## Required work
Reproduce the material verbatim, everything from the line containing "</instance>" down through the final line of the material, with both of those lines included.
·····
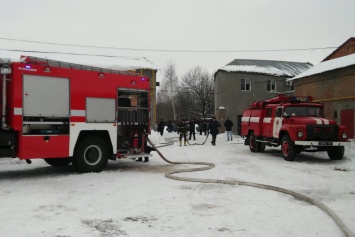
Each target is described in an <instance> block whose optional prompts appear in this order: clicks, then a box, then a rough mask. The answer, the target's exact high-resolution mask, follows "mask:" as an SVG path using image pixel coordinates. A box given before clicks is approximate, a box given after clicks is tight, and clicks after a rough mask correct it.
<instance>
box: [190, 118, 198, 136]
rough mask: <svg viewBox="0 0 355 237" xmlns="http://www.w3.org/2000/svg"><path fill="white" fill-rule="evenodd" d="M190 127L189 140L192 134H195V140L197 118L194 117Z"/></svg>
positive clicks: (190, 124)
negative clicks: (195, 128) (196, 119)
mask: <svg viewBox="0 0 355 237" xmlns="http://www.w3.org/2000/svg"><path fill="white" fill-rule="evenodd" d="M189 129H190V137H189V140H191V136H193V137H194V140H196V136H195V120H194V119H193V120H191V121H190V122H189Z"/></svg>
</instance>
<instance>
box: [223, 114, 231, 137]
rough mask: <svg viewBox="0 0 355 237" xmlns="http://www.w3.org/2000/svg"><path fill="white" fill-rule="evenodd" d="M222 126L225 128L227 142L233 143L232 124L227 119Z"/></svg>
·····
## Answer area
</instance>
<instance>
box: [223, 114, 231, 137]
rough mask: <svg viewBox="0 0 355 237" xmlns="http://www.w3.org/2000/svg"><path fill="white" fill-rule="evenodd" d="M222 126L225 128L227 142L233 143L232 124L227 119Z"/></svg>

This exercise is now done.